## Stated goal:
In the records below, copy out word for word the lines from the line with "of the blue" to the line with "of the black", including both of those lines.

## Records supplied:
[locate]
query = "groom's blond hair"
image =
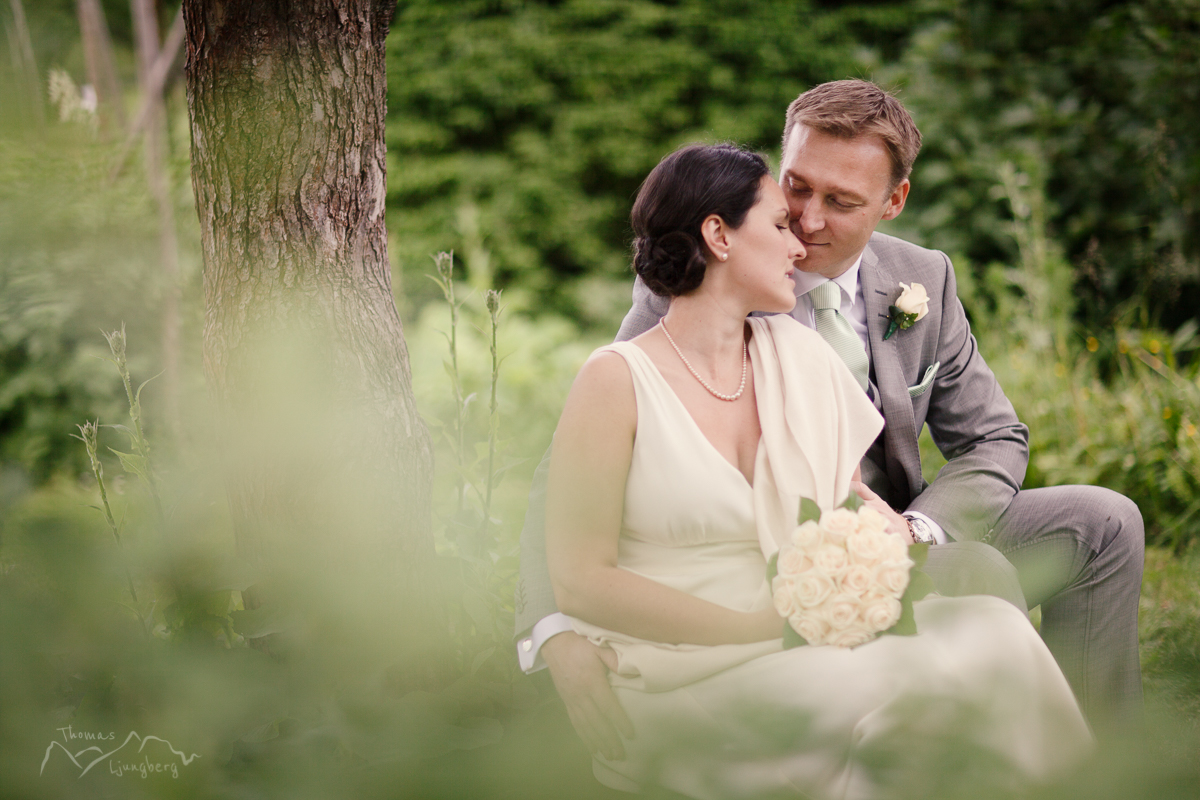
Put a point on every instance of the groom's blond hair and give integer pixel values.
--
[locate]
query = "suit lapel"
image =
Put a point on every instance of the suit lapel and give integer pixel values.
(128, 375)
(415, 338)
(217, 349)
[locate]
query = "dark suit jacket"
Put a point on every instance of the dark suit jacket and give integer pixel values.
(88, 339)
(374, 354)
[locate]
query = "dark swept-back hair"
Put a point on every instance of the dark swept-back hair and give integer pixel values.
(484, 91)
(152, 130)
* * *
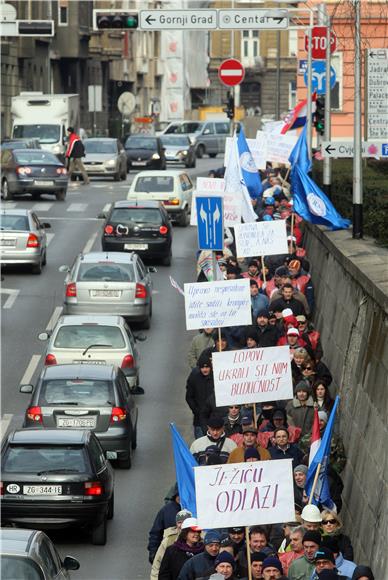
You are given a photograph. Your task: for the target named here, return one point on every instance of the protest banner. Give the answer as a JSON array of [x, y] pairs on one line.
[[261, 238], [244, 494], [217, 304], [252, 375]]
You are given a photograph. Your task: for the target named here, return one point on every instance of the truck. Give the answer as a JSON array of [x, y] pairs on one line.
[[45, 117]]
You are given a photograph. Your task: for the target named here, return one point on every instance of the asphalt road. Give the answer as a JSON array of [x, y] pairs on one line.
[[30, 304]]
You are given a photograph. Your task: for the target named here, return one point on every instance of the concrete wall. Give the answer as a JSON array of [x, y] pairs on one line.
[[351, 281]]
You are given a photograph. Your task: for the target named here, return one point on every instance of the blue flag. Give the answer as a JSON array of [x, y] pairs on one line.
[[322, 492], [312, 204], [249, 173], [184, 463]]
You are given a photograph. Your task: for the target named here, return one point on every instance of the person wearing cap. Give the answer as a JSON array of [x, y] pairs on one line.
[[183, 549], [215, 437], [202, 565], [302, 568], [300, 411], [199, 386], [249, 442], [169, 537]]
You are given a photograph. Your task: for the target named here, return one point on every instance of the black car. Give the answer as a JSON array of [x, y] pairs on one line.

## Completed task:
You are given a photograph. Your task: for the target named here, return one point on every instance of the blue flag. Give the answer as a JSON array of [x, y] pairs on one line.
[[322, 492], [312, 204], [249, 173], [184, 463]]
You are given a photograph. Your task: for the target named here, return one point on every instance of the person wearing cap. Give the answer as a JSON array of [x, y] pairs on one line.
[[183, 549], [215, 437], [202, 565], [302, 568], [300, 411], [199, 386], [249, 442], [169, 537]]
You are given a photograph. Your task: for the target named here, return one point on every instance of the black car. Give the answer as a JSON array of [x, y] pairs on one line.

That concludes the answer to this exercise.